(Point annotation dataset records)
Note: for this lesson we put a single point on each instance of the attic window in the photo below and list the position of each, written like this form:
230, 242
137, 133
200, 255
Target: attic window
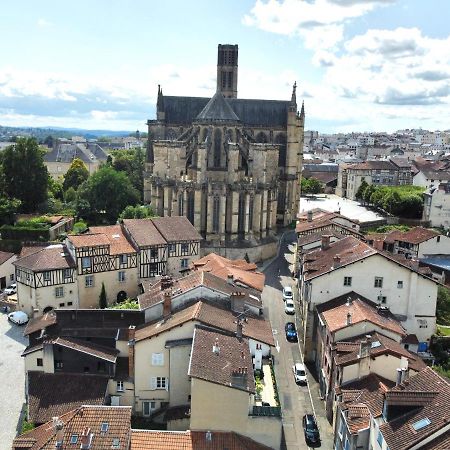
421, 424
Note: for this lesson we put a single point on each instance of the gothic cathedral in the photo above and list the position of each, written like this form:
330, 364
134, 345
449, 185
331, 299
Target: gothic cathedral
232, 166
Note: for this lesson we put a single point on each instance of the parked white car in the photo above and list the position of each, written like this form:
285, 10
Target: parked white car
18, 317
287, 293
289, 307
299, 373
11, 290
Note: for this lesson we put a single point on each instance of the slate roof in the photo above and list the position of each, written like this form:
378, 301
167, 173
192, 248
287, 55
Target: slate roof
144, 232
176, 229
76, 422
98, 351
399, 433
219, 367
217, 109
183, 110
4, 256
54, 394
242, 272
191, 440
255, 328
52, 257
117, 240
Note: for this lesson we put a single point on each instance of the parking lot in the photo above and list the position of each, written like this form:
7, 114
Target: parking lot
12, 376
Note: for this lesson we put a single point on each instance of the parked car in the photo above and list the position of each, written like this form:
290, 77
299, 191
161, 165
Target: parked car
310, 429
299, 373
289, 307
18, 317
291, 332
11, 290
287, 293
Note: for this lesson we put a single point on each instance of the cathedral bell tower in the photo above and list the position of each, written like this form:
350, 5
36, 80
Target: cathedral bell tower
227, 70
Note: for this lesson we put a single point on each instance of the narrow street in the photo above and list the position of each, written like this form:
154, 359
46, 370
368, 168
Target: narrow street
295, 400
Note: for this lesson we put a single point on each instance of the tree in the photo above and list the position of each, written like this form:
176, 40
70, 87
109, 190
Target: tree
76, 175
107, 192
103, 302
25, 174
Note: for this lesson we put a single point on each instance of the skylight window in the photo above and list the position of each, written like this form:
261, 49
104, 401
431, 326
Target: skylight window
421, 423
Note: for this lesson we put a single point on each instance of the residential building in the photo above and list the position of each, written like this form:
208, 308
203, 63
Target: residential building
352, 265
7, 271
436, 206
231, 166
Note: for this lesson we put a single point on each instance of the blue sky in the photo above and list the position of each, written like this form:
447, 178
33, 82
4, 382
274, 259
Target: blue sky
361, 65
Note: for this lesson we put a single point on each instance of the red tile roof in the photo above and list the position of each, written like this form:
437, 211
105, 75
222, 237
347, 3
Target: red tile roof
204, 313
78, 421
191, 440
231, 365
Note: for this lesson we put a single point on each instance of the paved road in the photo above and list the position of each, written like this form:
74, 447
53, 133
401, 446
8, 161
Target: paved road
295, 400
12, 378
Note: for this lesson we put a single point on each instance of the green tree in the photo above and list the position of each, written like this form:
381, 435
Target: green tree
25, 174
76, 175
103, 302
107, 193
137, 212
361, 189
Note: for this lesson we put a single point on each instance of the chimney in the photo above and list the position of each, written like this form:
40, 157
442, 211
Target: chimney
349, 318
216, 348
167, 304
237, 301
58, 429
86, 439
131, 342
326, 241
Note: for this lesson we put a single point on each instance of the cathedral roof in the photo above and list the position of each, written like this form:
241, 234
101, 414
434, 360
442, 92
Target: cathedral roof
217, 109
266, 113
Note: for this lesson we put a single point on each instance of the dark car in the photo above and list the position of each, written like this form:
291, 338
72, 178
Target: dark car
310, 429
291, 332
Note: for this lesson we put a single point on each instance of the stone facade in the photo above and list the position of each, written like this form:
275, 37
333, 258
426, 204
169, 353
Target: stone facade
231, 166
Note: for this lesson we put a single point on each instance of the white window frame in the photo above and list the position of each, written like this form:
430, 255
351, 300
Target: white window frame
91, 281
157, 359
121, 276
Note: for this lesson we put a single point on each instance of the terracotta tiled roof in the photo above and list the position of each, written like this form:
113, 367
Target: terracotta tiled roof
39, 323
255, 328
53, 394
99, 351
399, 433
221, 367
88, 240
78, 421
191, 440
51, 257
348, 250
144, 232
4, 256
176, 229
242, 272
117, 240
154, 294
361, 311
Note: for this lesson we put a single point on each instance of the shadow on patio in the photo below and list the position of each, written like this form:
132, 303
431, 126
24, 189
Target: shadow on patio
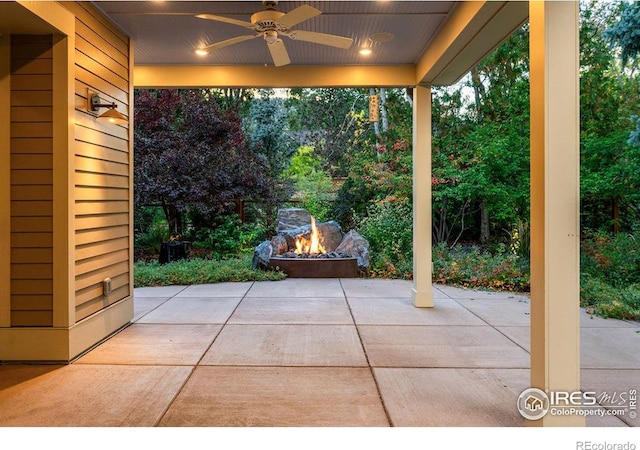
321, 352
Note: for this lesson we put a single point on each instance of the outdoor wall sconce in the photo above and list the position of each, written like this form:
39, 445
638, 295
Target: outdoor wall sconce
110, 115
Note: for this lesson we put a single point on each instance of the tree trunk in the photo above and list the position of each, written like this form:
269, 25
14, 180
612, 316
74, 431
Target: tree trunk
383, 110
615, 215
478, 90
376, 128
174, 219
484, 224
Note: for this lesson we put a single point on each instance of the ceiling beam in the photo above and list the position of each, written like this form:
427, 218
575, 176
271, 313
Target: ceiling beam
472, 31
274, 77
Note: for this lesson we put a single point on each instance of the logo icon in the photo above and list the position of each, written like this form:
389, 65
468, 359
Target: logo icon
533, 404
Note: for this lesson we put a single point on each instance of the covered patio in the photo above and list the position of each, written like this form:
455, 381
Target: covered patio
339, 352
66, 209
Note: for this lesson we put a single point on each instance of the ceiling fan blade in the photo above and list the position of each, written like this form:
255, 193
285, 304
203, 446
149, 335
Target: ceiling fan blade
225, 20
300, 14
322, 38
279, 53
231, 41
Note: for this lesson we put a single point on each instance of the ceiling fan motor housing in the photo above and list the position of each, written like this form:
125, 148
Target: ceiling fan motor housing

> [Short exercise]: Leave out all pictures, then copy the remaining material exactly.

> [Written solution]:
Note: for this lesson we put a single point on each instance of the attic window in the photo below and list the position of each, written like this form:
230, 242
137, 133
200, 255
Target: attic window
421, 424
Note: for this lesson we put a single point on each instance of the gothic cathedral in the photo above and list the position of each, written like this form:
330, 364
134, 345
449, 185
331, 299
Target: gothic cathedral
232, 166
Note: for this lesson we put a single point on each instance of the parked white car in the photo above and list the position of each, written like this form:
285, 10
Target: parked white car
18, 317
287, 293
289, 307
299, 373
11, 290
Note: for this lesson we put a single point on each instance of the slate roof in the photo above and list the position of each, written like this form:
378, 301
167, 173
192, 248
287, 55
Target: slate roof
144, 232
176, 229
76, 422
98, 351
399, 433
219, 367
217, 109
183, 110
4, 256
54, 394
242, 272
191, 440
255, 328
52, 257
117, 240
Note: for this lesson we put a single point on each instance of the parking lot in the photo above and list the position of each, written like this form:
7, 114
Target: parking lot
12, 376
Note: for this lesson we put a single point on each instance of the parked car in the photo above and list the position of each, written like this form:
290, 77
299, 191
161, 165
Target: parked car
310, 429
299, 373
289, 307
18, 317
291, 332
11, 290
287, 293
Note: for this lesson we put a single point on each instance of the cathedral bell tower in the photo above and list the position of each, written like this form:
350, 5
36, 80
Target: cathedral bell tower
227, 70
Note: for this lesson we put a single point on each instance of the narrow street in the photo above and list the position of each, written like this form:
154, 359
46, 370
368, 168
Target: narrow street
295, 400
Note: for this lesson we put a single point on each instance of the tree in the photo above and list the position of each, written like this form:
176, 40
70, 87
109, 190
Target: tree
76, 175
107, 192
103, 302
25, 174
Note: for this lesson we put a single point on each instance of the skylight window in the photo above and list the position of each, written like this form:
261, 49
104, 401
431, 326
Target: skylight window
421, 423
Note: for this lesson we put a single point on each instance of the residential building in the photo above and list the position of each, written like this form:
208, 308
203, 63
Target: residential building
352, 265
7, 271
436, 206
231, 166
Note: for this lesson we put a single point on each instance of the blue sky in the photo above and list the position of each, written like this form:
447, 178
33, 82
4, 382
274, 259
Target: blue sky
361, 65
Note: for this lesson we put a single point on each instance of the red tile roof in the photo above and list the position of each, written like this form:
437, 211
105, 75
222, 237
347, 3
Target: red tile roof
204, 313
78, 421
191, 440
231, 365
Note: for this lesson we put a single point on each instance of the paved road in the photo above and list the position of each, written like this form:
74, 447
53, 133
401, 446
8, 161
Target: paved road
295, 400
12, 378
Note: for this lesson we put a single point on each instance of the green tree in the photo above and list the position of each, written like this form:
381, 435
Target: green tree
25, 174
76, 175
103, 302
107, 193
137, 212
361, 189
Note: for this lesson we put a single point on each instance of the chimney in the photo above and list the position of each, written like this form:
40, 157
442, 211
Target: chimney
349, 318
216, 348
167, 304
237, 301
58, 429
86, 439
131, 342
326, 241
Note: for this lesson we put a single point on each instance of the cathedral roof in the photo above and list the position of each, written like this form:
241, 234
101, 414
434, 360
442, 92
Target: cathedral roof
217, 109
266, 113
Note: for this lesson we put a single point on each instance of the dark car in the photo above and list the position of each, written like this form:
291, 338
72, 178
Target: dark car
310, 429
291, 332
Note: for this lesson we put a single point on each instance of the stone facade in the photo above and list the position of each, written like this form:
275, 37
333, 258
426, 204
169, 353
Target: stone facade
231, 166
Note: for this lesson we put a single point on each instance of the white window frame in the photo above and list the position of each, written like this form:
430, 255
351, 300
Target: white window frame
91, 281
157, 359
121, 276
Note: for this lesson we put a single point on each instance of the terracotta tiled roof in the photo above and list the position of each, written like this form:
113, 367
Target: terracotta tiled roof
39, 323
255, 328
53, 394
99, 351
399, 433
221, 367
88, 240
78, 421
191, 440
51, 257
348, 250
144, 232
4, 256
176, 229
242, 272
117, 240
154, 294
361, 311
Note: for this lesson we put a single point on each instance of the shadow on patio in the photo below and list the position of each, written like this form:
132, 303
431, 126
24, 189
Target: shadow on patio
321, 352
Note: for this lesson we put a single point on each instance of the outdoor wall sconce in the photo above and list the position of each, written like this form:
39, 445
638, 295
Target: outdoor wall sconce
110, 115
Note: for this lesson we put a single point on each instance of the tree trunk in the photo above and list the position of each, written like this form:
269, 25
14, 180
612, 316
74, 431
Target: tree trunk
383, 110
615, 215
478, 90
376, 128
174, 219
484, 224
Note: for this lesson we put a single point on each instance of the ceiling beam in the photo above and list the position of each, written like this form:
427, 218
575, 176
271, 313
Target: ceiling beam
472, 31
274, 77
Note: for this lesson we put a single point on each instance of the logo icon in the photo above and list the position of each, written like this form:
389, 65
468, 359
Target: logo icon
533, 404
Note: for this lesson we put a single point on each instance of the covered patio in the photo above and list the position of each, written like this form:
455, 381
Target: covered patio
339, 352
66, 209
Note: for this lesson we put a single point on each instance of the ceiling fan blade in the photo above and list the position of each, written like this form:
255, 193
285, 304
203, 446
149, 335
Target: ceiling fan blade
225, 20
300, 14
322, 38
279, 53
231, 41
Note: for this lesson we put a single point on each instance of the ceiling fan motor housing in the photo above and list the position of each, written like this form:
125, 148
Target: ceiling fan motor housing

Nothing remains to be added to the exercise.